Simplicity.
A trail:

A bike:

A gear, or maybe two:

What more do you need?*
*[In my case you also need like eight other bikes, but I’m going to keep acting all self-righteous about my phony commitment to simplicity anyway.]
Well, it turns out you need a lot. I recently joked about “needing a dropper post for your dropper post’s dropper post,” but little did I know how close we were, for a reader has alerted me to the existence of this:

It’s called the SwitchGrade, and it will “unlock the full potential of your dropper seatpost:”

How does it do this? By letting you change your saddle angle depending on the terrain. Here’s a rider in abject misery because he could not angle his saddle down before the big climb:

See how the nose of his saddle goes right up his ass as a result?

Ouch!
Now here’s a rider who could optimize his saddle angle thanks to the miracle of SwitchGrade:

It still goes up his ass, but instead of violating him roughly it gently massages his prostate:

Ahhh, that’s better.
Just ask Josh Harris, mountain biker and doctor of proctology:

Hey, I’m not anti-tech or anti-capitalism. Quite the opposite–we are very fortunate to live in a society in which people have the luxury of purchasing a $255 seatpost head:

Indeed, whether it’s bike parts, or prostate massagers, or pretty much any luxury item you can think of, the array of what’s available to us today at the push of a virtual button is truly dazzling, and a reminder that we’re far better off than any humans who have come before us.

DATA EXTRACT:

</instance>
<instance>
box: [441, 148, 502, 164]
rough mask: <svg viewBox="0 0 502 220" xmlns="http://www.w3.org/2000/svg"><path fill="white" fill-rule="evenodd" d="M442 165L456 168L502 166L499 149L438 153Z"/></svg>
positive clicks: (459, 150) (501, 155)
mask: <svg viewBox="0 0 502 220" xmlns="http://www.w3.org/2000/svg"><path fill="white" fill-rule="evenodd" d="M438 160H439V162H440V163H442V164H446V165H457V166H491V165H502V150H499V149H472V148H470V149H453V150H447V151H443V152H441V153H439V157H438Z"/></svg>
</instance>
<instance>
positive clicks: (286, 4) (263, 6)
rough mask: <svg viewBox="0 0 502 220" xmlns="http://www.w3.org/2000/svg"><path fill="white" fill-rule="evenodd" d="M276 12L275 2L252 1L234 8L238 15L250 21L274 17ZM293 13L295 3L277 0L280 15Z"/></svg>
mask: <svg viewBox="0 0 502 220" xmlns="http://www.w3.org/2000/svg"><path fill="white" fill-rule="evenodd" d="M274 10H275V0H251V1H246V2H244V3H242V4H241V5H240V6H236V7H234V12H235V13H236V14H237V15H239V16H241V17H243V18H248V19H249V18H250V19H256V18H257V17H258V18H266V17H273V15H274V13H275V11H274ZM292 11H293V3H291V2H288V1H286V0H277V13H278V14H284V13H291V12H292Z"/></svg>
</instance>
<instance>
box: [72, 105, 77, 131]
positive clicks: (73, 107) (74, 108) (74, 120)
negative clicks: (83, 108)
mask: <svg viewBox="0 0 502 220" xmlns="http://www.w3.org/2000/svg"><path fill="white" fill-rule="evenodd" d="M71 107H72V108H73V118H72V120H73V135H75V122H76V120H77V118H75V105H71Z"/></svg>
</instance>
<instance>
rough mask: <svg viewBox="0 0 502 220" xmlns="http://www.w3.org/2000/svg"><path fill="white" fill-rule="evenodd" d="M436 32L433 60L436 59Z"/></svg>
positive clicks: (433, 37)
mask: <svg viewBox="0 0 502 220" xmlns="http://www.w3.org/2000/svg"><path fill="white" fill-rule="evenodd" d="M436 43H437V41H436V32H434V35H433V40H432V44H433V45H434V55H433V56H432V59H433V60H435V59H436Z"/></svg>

YOUR INSTRUCTIONS: Rewrite the post about the SwitchGrade seatpost between "Now here’s a" and "come before us.", inclusive, using "single button" in place of "virtual button". The records have no connection to the text.

COMPLETED TASK:
Now here’s a rider who could optimize his saddle angle thanks to the miracle of SwitchGrade:

It still goes up his ass, but instead of violating him roughly it gently massages his prostate:

Ahhh, that’s better.
Just ask Josh Harris, mountain biker and doctor of proctology:

Hey, I’m not anti-tech or anti-capitalism. Quite the opposite–we are very fortunate to live in a society in which people have the luxury of purchasing a $255 seatpost head:

Indeed, whether it’s bike parts, or prostate massagers, or pretty much any luxury item you can think of, the array of what’s available to us today at the push of a single button is truly dazzling, and a reminder that we’re far better off than any humans who have come before us.